--- SELECTED PASSAGE ---

Chunking: the key to scaling with Dask and Xarray

In this article, I’ll share my experience with Xarray’s stack method when working with large datasets and how I discovered a more efficient way of stacking per chunk (blockwise) to improve performance. Please note that this article is intended for readers who are already familiar with Dask and Xarray.

Chunk management is a critical aspect of optimizing performance when dealing with large datasets. However, when using Xarray’s standard stack method, I encountered a significant problem. The method resulted in a high number of interdependencies between the resulting Dask graph’s chunks, ultimately negatively impacting performance. Specifically, each output chunk was dependent on all input chunks along the dimension to be stacked, leading to a slow and inefficient computation process. To address this issue, I developed a custom blockwise stack function that improved performance by avoiding these interdependencies and enabling parallel computation.

It’s important to note that this is not a bug in Xarray. Their implementation is necessary for reproducibility with different chunking schemas. However, since I was focused on performance, I decided to develop my own solution.

To illustrate the problem and its solution, I’ll:

I hope that by the end of this article, readers will have a better understanding of the issues surrounding Xarray’s stack method and how to improve performance when working with large datasets.

The dummy dataset.

The following is a small dummy dataset that includes a coordinate named “chunk_idx.” This coordinate specifies the chunk index for each xy value, allowing us to easily observe how the chunks are affected by stacking later on.

import xarray as xr
import dask.array as da
import numpy as np
from blockwise_stack import blockwise_stack


one_to_six = np.array([[1, 2, 3], [4, 5, 6]])


ds = xr.Dataset(
    {
        "data": (
            ["y", "x", "band"],
            da.random.random((4, 6, 3), chunks=(2, 2, -1)),
        )
    },
    coords={
        "chunk_idx": (
            ("y", "x"),
            np.repeat(np.repeat(one_to_six, 2, axis=0), 2, axis=1),
        )
    },
)
ds.data
<xarray.DataArray 'data' (y: 4, x: 6, band: 3)>
dask.array<random_sample, shape=(4, 6, 3), dtype=float64, chunksize=(2, 2, 3), chunktype=numpy.ndarray>
Coordinates:
    chunk_idx  (y, x) int64 1 1 2 2 3 3 1 1 2 2 3 3 4 4 5 5 6 6 4 4 5 5 6 6
Dimensions without coordinates: y, x, band

--- INFORMATION PROVIDED ---

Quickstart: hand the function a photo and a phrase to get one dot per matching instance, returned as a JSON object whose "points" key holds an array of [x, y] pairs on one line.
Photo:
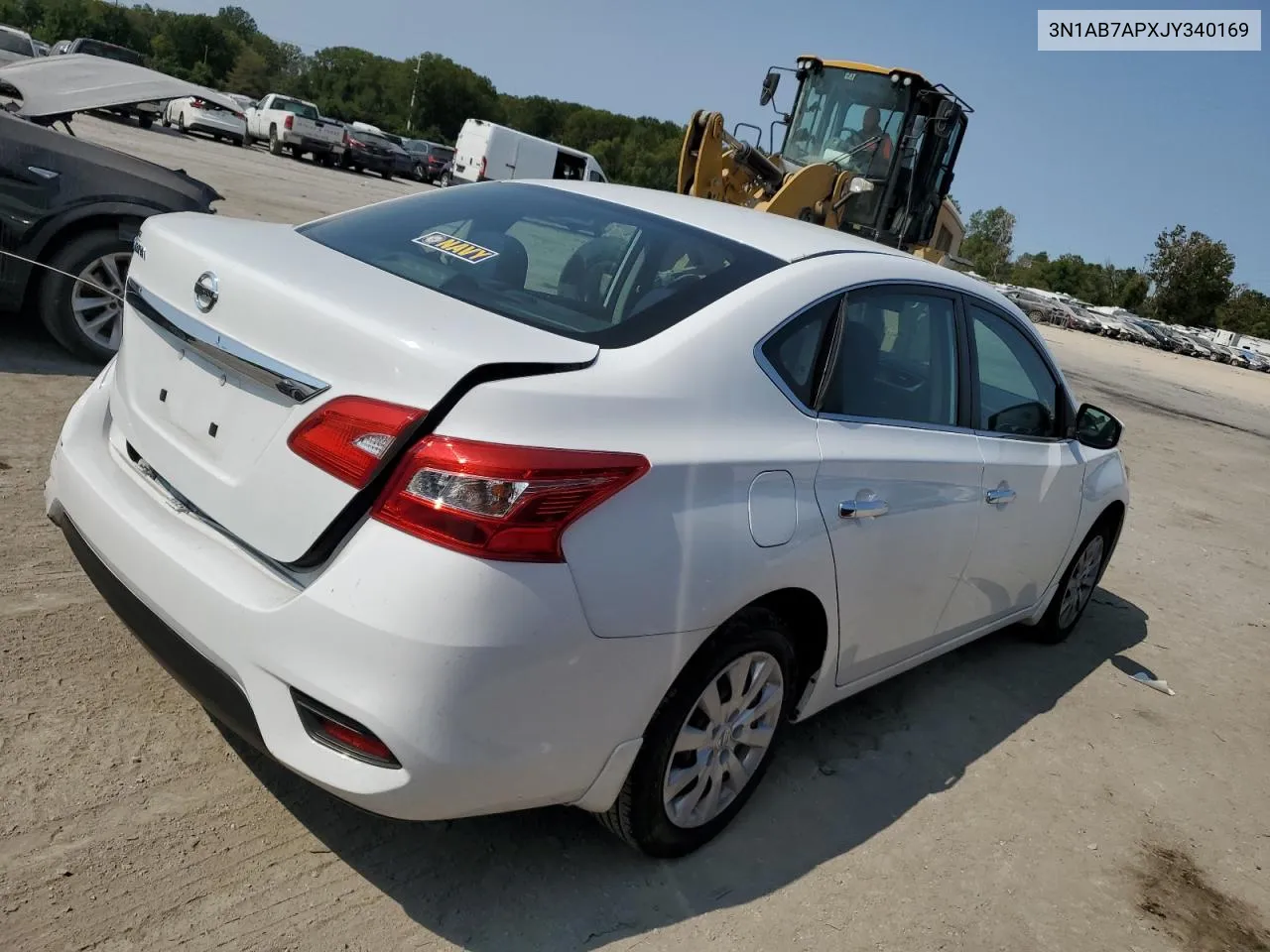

---

=== TASK ===
Decide whether each of these statements agrees with the Dask and Xarray chunking article, answering yes or no and quoting the deciding words. (a) The author regards the behavior of Xarray's stack method as a bug. (b) With the standard stack method, each output chunk depended on all input chunks along the dimension to be stacked. (c) The article is aimed at readers new to Dask and Xarray.

=== EXPECTED ANSWER ===
(a) No: "It’s important to note that this is not a bug in Xarray."
(b) Yes: "each output chunk was dependent on all input chunks along the dimension to be stacked"
(c) No: "this article is intended for readers who are already familiar with Dask and Xarray"